▶ **Exercise brief**
Can you reproduce, character for character, only the lines of the material below from the line containing "obj=white car | src=image_below" through the line containing "11,113 -> 22,150", including both of those lines?

▶ **Records**
•••••
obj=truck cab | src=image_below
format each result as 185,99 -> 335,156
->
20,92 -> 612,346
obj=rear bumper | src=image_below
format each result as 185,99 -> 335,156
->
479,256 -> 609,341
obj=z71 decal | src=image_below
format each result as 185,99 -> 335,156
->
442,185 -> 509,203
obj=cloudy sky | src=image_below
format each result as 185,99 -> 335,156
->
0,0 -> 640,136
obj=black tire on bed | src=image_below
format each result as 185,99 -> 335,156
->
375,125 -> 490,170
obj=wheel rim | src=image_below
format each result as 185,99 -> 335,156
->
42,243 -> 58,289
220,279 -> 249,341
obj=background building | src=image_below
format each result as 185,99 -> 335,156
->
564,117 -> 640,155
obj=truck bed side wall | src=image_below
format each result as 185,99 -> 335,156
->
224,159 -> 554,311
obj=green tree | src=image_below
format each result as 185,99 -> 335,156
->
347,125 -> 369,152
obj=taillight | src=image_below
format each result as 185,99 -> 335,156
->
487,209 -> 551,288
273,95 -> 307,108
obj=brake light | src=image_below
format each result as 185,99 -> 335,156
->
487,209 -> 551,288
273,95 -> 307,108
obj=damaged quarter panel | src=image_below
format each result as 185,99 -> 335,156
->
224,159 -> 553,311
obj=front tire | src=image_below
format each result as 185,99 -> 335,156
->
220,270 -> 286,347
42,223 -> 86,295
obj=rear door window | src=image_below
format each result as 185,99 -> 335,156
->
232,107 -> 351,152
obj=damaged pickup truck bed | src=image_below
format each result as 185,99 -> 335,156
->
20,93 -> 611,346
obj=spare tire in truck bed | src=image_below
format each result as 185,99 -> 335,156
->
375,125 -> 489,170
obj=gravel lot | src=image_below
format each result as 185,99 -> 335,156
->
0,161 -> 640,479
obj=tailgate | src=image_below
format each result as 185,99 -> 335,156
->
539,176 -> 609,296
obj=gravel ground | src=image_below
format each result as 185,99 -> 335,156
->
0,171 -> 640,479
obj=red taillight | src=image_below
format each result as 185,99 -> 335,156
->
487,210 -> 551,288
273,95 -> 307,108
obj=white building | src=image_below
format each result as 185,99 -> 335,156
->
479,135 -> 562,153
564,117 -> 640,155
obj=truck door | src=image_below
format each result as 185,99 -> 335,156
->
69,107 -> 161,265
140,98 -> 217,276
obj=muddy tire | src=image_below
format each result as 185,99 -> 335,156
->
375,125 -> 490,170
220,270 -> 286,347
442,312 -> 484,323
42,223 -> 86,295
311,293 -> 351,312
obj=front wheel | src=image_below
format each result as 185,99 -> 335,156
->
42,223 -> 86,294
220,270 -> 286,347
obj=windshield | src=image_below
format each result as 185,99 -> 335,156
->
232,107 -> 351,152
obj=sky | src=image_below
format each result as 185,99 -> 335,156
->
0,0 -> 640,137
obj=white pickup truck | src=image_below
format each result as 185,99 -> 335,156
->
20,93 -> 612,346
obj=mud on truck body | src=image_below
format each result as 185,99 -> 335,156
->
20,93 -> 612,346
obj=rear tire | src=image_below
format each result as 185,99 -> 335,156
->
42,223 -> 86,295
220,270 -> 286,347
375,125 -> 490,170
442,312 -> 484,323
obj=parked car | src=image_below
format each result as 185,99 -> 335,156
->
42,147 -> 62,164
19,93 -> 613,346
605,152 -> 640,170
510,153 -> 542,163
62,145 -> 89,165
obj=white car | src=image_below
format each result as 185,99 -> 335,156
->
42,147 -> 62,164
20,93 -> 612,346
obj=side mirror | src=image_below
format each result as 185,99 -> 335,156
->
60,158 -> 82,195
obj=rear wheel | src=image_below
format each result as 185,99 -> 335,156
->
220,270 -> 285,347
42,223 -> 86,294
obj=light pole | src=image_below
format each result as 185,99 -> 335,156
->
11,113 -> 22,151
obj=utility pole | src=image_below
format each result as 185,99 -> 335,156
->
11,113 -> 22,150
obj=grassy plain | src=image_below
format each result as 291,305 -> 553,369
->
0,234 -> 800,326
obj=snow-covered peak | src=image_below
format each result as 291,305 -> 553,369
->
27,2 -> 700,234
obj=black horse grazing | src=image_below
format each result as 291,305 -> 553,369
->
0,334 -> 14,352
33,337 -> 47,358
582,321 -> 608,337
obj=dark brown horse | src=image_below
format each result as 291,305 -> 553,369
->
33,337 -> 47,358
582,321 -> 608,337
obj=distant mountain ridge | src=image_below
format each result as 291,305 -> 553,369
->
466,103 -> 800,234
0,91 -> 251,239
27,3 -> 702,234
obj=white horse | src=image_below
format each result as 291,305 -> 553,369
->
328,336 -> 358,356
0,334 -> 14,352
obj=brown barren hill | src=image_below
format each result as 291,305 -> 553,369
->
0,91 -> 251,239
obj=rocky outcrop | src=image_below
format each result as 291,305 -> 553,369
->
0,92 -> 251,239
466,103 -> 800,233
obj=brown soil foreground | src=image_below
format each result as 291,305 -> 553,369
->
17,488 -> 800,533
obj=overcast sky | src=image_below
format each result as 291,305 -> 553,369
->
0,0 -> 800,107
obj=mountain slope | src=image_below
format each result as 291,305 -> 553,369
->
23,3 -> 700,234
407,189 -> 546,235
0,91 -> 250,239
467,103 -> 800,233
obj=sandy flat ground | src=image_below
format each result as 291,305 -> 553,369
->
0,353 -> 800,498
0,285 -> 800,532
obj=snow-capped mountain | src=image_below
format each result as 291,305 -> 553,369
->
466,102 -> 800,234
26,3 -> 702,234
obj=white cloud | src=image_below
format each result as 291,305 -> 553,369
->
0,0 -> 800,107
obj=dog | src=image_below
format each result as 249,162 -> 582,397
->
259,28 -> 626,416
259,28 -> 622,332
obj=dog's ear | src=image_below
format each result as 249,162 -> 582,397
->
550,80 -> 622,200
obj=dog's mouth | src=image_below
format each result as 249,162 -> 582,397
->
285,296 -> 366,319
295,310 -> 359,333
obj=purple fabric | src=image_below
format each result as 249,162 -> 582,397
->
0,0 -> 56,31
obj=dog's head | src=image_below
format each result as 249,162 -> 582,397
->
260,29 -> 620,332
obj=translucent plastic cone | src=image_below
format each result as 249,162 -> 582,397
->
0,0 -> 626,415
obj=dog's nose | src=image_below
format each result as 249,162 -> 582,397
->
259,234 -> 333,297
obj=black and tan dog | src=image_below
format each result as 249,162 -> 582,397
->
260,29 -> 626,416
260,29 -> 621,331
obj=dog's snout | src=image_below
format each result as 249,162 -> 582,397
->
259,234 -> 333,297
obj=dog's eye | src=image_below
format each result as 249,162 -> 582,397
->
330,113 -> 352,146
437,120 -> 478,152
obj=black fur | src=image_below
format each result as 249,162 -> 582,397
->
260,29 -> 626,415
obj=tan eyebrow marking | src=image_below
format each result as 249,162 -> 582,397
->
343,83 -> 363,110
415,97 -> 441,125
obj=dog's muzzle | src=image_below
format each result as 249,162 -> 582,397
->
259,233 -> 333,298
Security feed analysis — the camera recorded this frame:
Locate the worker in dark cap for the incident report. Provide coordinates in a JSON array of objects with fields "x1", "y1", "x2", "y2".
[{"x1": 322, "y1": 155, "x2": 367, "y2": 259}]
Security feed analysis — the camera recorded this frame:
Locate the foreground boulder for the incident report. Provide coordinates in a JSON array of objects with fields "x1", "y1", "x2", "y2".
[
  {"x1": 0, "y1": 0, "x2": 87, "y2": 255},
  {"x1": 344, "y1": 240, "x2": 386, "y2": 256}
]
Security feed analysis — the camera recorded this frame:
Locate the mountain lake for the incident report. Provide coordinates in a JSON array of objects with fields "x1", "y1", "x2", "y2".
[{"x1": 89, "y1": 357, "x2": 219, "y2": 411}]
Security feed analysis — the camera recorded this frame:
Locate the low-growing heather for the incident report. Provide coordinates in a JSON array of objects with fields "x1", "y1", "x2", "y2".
•••••
▶ **Output of the task**
obj=white car | src=image_below
format each result as 185,99 -> 335,156
->
42,147 -> 62,164
20,93 -> 612,346
obj=side mirror | src=image_below
format each result as 185,99 -> 335,156
->
60,158 -> 82,195
obj=rear wheel | src=image_below
format each result as 185,99 -> 335,156
->
220,270 -> 285,347
42,223 -> 86,294
obj=light pole | src=image_below
format each result as 185,99 -> 335,156
->
11,113 -> 22,151
obj=utility pole | src=image_below
format each result as 185,99 -> 335,156
->
11,113 -> 22,150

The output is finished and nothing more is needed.